But I just think it’s too early to be making projections about which is better. I tend to think that RMC-6236 maybe the mother of all RAS inhibitors, but for us to be effective in treating all RAS cancers, we’re probably going to need a whole family of RAS(ON) inhibitors. And that’s why we designed our portfolio the way we did.
Alec Stranahan: Okay. Thanks, and congrats again on the progress.
Mark Goldsmith: Thank you.
Operator: Our next question comes from Ami Fadia with Needham. Your line is now open.
Ami Fadia: Thank you for taking the question and the data. My first question is just around how to interpret the evolution of response with duration of treatment. If I’m reading the chart on Slide 12 correctly, some of the patients who are on the chart are cycle seven, day one on stable disease. But then there are the last two patients in that chart which are cycle five, and they seem to have shown a response rate. I’m just trying to understand, so those clearly were on treatment longer. Is that a fair way to look at it? And overall, is it just too short of a duration for us to really interpret responses over time?
Mark Goldsmith: Well, we definitely need more data, and we need more time on study to collect those data. But you’re right, so that lung cancer patient who shows cycle seven, day one. That means that patient has been on long enough to have likely a third scan. That’s what cycle seven would be cycle seven day one would be a third scan. So that patient, that 40 milligrams, if I’m interpreting this correctly, if we’re talking about the same page, has stable disease with some tumor volume reduction, but not PR. We don’t know if they will go on to shape of PR. We’re not trying to imply that they will or won’t. We don’t know. We’ll have to follow them. So I’ll ask Steve comment on this.

────

* Things to do
(1) In the call transcript about RAS inhibitors, what does Mark Goldsmith say cycle seven, day one corresponds to?
(2) Carry on the RAS inhibitor call transcript from the point where it stops.

* Provided records
────

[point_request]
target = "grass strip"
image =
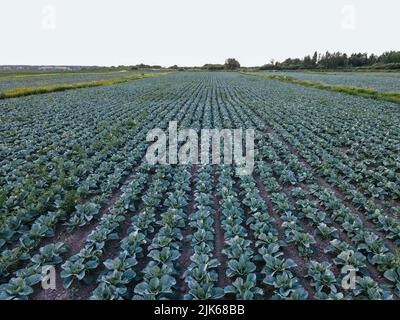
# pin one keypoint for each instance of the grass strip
(356, 91)
(27, 91)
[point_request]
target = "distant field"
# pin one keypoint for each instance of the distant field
(77, 193)
(380, 81)
(47, 79)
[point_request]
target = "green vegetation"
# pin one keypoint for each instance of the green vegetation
(20, 92)
(363, 92)
(336, 60)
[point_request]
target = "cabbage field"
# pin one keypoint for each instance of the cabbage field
(8, 82)
(380, 81)
(322, 203)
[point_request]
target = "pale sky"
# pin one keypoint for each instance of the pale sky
(191, 32)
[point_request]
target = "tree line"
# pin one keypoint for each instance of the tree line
(337, 60)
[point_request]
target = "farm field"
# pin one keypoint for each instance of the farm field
(9, 82)
(77, 193)
(380, 81)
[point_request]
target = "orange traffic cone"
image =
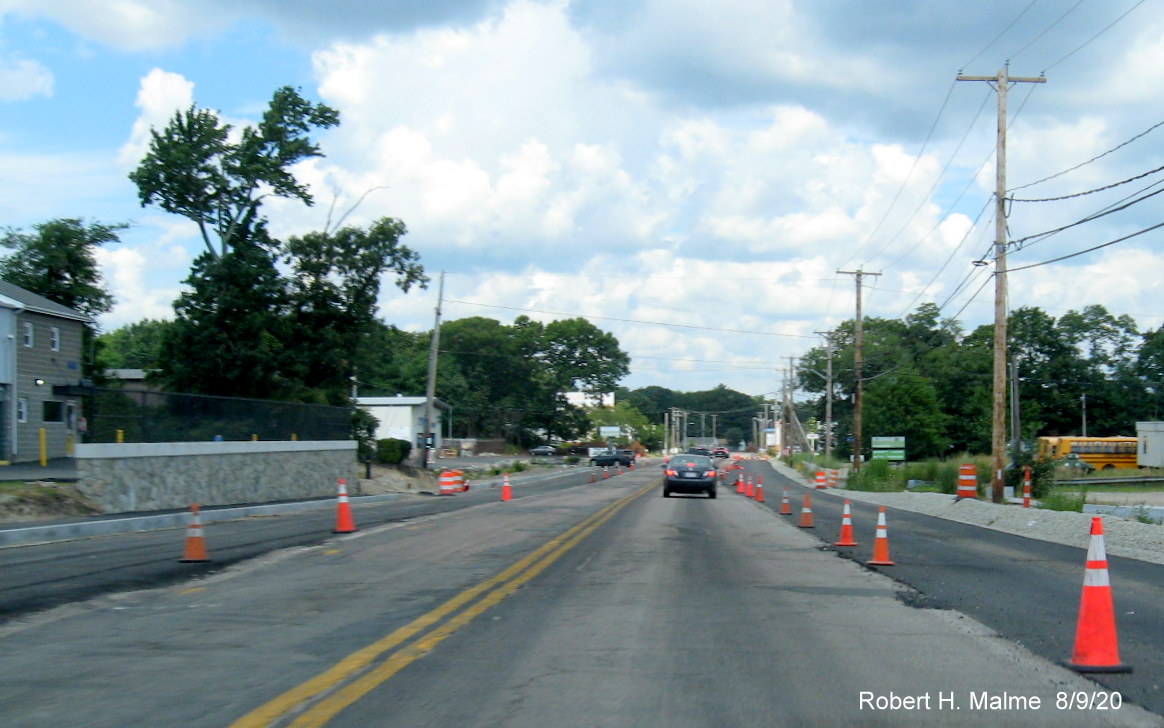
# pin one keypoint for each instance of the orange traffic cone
(1097, 647)
(343, 521)
(967, 482)
(807, 521)
(881, 543)
(196, 545)
(786, 508)
(846, 527)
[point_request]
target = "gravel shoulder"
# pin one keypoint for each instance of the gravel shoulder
(1121, 536)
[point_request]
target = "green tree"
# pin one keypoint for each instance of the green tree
(333, 289)
(231, 332)
(194, 167)
(58, 261)
(134, 346)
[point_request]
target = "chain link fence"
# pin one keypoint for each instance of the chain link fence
(167, 417)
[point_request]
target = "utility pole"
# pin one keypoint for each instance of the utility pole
(858, 361)
(430, 437)
(1001, 84)
(828, 396)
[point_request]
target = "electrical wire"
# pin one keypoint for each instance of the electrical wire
(1111, 242)
(1116, 148)
(999, 36)
(1087, 42)
(1047, 29)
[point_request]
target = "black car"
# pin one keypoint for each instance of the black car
(687, 473)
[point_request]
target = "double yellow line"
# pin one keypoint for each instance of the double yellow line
(355, 676)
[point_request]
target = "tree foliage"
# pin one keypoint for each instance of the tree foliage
(58, 260)
(925, 380)
(198, 169)
(243, 326)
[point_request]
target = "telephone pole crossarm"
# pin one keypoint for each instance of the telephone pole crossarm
(998, 415)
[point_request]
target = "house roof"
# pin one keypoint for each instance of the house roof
(38, 304)
(398, 401)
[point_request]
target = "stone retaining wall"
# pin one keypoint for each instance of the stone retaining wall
(135, 476)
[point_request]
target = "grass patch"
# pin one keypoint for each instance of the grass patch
(1064, 500)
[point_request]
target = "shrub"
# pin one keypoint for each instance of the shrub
(391, 451)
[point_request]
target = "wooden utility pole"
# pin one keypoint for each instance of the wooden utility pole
(828, 396)
(1001, 84)
(430, 435)
(858, 360)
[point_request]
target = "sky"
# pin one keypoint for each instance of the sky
(689, 175)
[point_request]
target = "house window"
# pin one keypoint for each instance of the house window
(54, 411)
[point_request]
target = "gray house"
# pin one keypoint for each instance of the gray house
(40, 354)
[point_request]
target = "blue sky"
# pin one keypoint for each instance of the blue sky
(644, 162)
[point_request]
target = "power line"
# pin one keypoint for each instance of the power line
(1094, 158)
(1111, 242)
(1085, 43)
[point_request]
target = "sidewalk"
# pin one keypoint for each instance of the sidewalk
(58, 468)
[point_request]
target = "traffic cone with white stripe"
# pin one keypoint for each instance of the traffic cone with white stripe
(1097, 647)
(196, 544)
(846, 527)
(786, 508)
(807, 521)
(343, 521)
(881, 543)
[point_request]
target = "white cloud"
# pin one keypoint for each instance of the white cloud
(129, 25)
(22, 78)
(161, 94)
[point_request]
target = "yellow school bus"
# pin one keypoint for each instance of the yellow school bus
(1100, 452)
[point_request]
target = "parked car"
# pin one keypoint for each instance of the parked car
(687, 473)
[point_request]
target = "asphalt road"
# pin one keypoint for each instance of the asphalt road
(1024, 588)
(598, 605)
(40, 577)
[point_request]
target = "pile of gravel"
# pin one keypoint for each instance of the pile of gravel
(1121, 536)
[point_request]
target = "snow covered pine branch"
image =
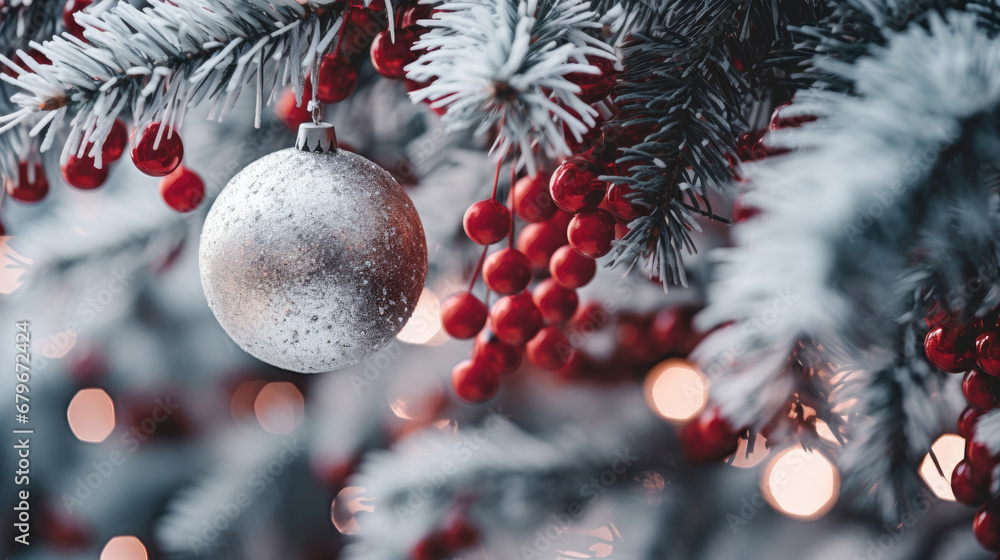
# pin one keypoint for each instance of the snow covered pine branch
(504, 63)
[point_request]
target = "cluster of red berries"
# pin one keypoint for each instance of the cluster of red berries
(457, 535)
(973, 349)
(70, 9)
(153, 152)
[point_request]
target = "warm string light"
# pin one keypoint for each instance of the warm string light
(124, 548)
(91, 415)
(676, 390)
(800, 484)
(760, 452)
(279, 407)
(13, 266)
(949, 450)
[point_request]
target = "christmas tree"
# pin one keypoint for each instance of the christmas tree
(549, 279)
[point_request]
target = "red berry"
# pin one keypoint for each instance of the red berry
(967, 421)
(979, 389)
(549, 349)
(459, 535)
(25, 188)
(489, 348)
(937, 315)
(115, 143)
(951, 347)
(591, 233)
(515, 319)
(390, 58)
(708, 438)
(570, 269)
(595, 87)
(986, 526)
(337, 79)
(539, 241)
(531, 199)
(290, 112)
(970, 487)
(624, 203)
(487, 222)
(556, 302)
(158, 160)
(82, 172)
(507, 271)
(475, 382)
(778, 122)
(70, 9)
(988, 352)
(574, 186)
(183, 190)
(980, 456)
(463, 315)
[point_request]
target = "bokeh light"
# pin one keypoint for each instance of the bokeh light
(13, 266)
(424, 326)
(676, 390)
(279, 407)
(124, 548)
(760, 451)
(949, 450)
(800, 484)
(345, 508)
(91, 415)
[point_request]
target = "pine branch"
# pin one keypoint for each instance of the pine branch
(897, 419)
(873, 178)
(156, 63)
(503, 64)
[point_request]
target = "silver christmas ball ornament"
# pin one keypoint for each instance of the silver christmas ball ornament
(313, 258)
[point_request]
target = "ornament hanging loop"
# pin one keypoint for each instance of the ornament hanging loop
(317, 137)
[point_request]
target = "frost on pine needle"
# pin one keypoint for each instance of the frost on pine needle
(884, 206)
(503, 64)
(155, 63)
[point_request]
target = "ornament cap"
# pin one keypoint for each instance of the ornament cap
(317, 137)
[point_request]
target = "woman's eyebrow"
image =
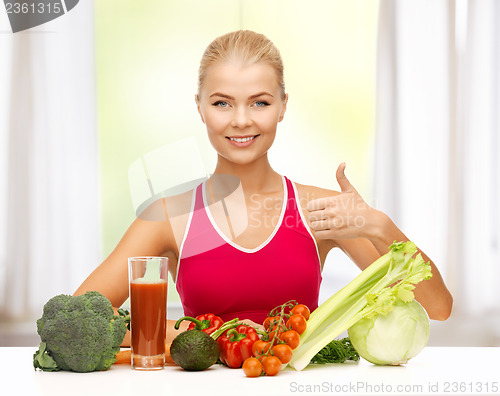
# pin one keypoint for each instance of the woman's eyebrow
(222, 95)
(263, 93)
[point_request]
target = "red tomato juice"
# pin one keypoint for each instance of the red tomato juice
(148, 311)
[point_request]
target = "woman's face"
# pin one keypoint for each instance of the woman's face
(241, 106)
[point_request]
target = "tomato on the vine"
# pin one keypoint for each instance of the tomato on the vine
(301, 309)
(252, 367)
(283, 352)
(269, 320)
(297, 322)
(260, 347)
(291, 337)
(272, 365)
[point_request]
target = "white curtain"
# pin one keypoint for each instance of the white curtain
(437, 147)
(49, 230)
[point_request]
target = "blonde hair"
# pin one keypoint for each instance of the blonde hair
(245, 46)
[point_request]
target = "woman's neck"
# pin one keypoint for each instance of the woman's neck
(257, 177)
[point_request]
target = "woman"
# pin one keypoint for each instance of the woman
(269, 245)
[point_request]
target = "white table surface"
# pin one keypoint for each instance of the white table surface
(435, 371)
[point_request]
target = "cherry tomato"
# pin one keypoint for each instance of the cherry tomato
(301, 309)
(252, 367)
(267, 321)
(259, 347)
(297, 323)
(272, 322)
(291, 337)
(283, 352)
(274, 336)
(272, 365)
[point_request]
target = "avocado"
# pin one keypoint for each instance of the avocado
(194, 350)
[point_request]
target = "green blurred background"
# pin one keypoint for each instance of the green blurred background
(147, 61)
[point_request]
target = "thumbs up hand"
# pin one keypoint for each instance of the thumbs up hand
(342, 216)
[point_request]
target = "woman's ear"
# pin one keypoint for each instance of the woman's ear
(283, 108)
(197, 100)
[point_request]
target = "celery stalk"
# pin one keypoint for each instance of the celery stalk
(372, 292)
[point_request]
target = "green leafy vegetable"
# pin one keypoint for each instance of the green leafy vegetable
(393, 338)
(43, 361)
(78, 333)
(390, 278)
(336, 351)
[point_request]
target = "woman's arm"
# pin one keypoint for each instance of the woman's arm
(143, 238)
(365, 234)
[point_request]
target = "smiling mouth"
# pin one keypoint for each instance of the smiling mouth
(242, 139)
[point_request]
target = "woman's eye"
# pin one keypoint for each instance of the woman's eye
(220, 103)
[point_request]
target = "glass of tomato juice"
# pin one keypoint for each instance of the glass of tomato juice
(148, 311)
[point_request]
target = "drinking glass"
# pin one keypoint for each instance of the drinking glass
(148, 311)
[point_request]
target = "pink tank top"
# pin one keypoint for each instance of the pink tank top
(214, 275)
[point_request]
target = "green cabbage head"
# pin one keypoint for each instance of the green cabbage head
(392, 339)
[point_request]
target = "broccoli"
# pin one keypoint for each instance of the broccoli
(79, 333)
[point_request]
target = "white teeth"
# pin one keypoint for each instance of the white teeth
(242, 140)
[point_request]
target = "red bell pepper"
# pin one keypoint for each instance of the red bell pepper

────

* Answers to each task
(1) It corresponds to a third scan.

(2)
Steve Kelsey: No. I mean I think that you directionally, you are correct and inferring that whether a patient has a response by RECIST is a function of both dose and time on treatment. And clearly, the what this chart is beginning to perhaps indicate is that responses at 40 milligram might be uncommon, which is why we dose escalated to three times that dose level where you are beginning to see RECIST responses if we wait long enough. And as Mark said earlier, we don’t know whether there is a dose at which majority of responses we’ll be seeing the first response evaluation or not. It’s just not as it’s not clear to us whether increasing the dose changes with the assets of response. Again, I want to really I want to reemphasize here that these two diseases are diseases where chemotherapy induces responses, but it doesn’t last very long.
And that’s what we’re trying to solve for. We’re trying to solve for the very short duration of response or benefit the patients get with cytotoxic chemotherapy. The median time to progression for patients with pancreatic cancer that received prior therapy is 3.5 months, and we’re trying to solve for that. So it’s really about what how long it takes the tumor to get to 30% or 31% reduction. It isn’t really the point. The point is how long do they stay on set before they progress again, and we would like to push that beyond 3.5 months.
Ami Fadia: Yes. Okay. That’s helpful. And just clarify for me, after how many cycles is it a patient to receive a scan? Is it every two cycles?
Mark Goldsmith: Every two cycles.
Steve Kelsey: For the first six cycles and then it goes I think it goes to every three months.
Mark Goldsmith: Yes. So cycle three day one means they’ve completed two cycles is the day after they’ve completed two cycles.